Reproduce the entries below in full and without error.

## Records drawn from a dataset
########
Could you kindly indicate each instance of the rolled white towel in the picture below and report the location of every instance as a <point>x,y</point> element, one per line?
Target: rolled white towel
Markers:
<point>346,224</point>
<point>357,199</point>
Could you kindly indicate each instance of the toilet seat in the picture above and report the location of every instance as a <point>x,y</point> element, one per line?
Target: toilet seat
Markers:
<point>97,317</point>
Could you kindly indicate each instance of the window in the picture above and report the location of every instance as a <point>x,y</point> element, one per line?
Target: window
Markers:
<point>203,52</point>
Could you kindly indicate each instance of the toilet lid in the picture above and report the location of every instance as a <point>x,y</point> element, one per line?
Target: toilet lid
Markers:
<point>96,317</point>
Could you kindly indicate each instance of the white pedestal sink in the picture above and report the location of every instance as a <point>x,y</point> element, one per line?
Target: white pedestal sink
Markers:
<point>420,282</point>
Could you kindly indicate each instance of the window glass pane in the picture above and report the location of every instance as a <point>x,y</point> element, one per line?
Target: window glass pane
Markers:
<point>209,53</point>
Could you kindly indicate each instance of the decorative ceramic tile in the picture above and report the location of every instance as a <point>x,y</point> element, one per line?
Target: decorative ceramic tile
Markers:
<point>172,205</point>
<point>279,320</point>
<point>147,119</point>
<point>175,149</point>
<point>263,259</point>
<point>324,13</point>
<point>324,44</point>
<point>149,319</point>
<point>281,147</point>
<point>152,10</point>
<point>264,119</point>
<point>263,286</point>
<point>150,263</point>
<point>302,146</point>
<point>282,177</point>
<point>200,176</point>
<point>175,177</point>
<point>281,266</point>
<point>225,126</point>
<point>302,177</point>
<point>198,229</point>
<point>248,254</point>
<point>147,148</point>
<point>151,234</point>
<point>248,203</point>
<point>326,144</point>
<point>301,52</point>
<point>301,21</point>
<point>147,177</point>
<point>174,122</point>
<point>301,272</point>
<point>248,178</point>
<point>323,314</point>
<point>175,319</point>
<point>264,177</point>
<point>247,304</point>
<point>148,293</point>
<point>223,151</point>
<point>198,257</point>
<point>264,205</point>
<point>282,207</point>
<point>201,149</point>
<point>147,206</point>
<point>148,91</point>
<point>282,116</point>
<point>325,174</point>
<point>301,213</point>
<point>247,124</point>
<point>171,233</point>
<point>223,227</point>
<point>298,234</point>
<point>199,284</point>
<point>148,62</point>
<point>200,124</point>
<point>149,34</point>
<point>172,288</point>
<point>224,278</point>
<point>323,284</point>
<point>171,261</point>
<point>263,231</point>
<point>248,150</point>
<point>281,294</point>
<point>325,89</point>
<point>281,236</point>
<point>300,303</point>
########
## Solution
Could you kindly indicate each instance of the rolled white towel in the picture below and report the location of every instance as a <point>x,y</point> element, one per line?
Target: rolled white towel
Markers:
<point>346,224</point>
<point>357,199</point>
Could you kindly indicate each instance of the toilet seat in the picture above and report the location of every instance as a <point>x,y</point> element, one per line?
Target: toilet seat
Markers:
<point>97,317</point>
Could you kindly indicate each instance of the window in the picture above and report the location of every instance as a <point>x,y</point> element, one per line?
Target: window
Markers:
<point>203,52</point>
Could you kindly indicate each instance of the toilet lid in the picture above and report the location of every instance as a <point>x,y</point> element, one per line?
Target: toilet lid
Markers:
<point>96,317</point>
Could you kindly indicate each instance of the white pedestal sink in the picture above and report the location of every instance as a <point>x,y</point> element, one per line?
Target: white pedestal sink
Markers:
<point>420,282</point>
Could you kindly indicate each instance of the window glass pane in the picture above and report the location of every instance as a <point>x,y</point> element, one per line?
Target: window glass pane
Markers:
<point>209,53</point>
Could you kindly indicate each instance of the decorative ceramic tile in the picture above and report the location of every instance as a <point>x,y</point> element, one per line?
Target: decorative ceramic tile
Markers:
<point>172,205</point>
<point>279,320</point>
<point>147,119</point>
<point>175,149</point>
<point>263,259</point>
<point>324,13</point>
<point>324,44</point>
<point>149,319</point>
<point>281,147</point>
<point>152,10</point>
<point>264,119</point>
<point>263,286</point>
<point>150,263</point>
<point>302,146</point>
<point>282,177</point>
<point>200,176</point>
<point>175,177</point>
<point>281,266</point>
<point>225,126</point>
<point>302,177</point>
<point>198,229</point>
<point>248,254</point>
<point>147,148</point>
<point>151,234</point>
<point>248,203</point>
<point>326,144</point>
<point>301,52</point>
<point>301,21</point>
<point>147,177</point>
<point>174,122</point>
<point>301,272</point>
<point>248,178</point>
<point>323,314</point>
<point>175,319</point>
<point>264,177</point>
<point>247,304</point>
<point>148,293</point>
<point>223,151</point>
<point>198,257</point>
<point>264,205</point>
<point>282,207</point>
<point>201,149</point>
<point>147,206</point>
<point>148,91</point>
<point>282,116</point>
<point>325,174</point>
<point>301,213</point>
<point>247,124</point>
<point>171,233</point>
<point>223,227</point>
<point>298,234</point>
<point>199,284</point>
<point>148,62</point>
<point>200,124</point>
<point>149,34</point>
<point>172,288</point>
<point>224,278</point>
<point>323,284</point>
<point>171,261</point>
<point>263,231</point>
<point>248,150</point>
<point>281,294</point>
<point>325,89</point>
<point>281,236</point>
<point>300,303</point>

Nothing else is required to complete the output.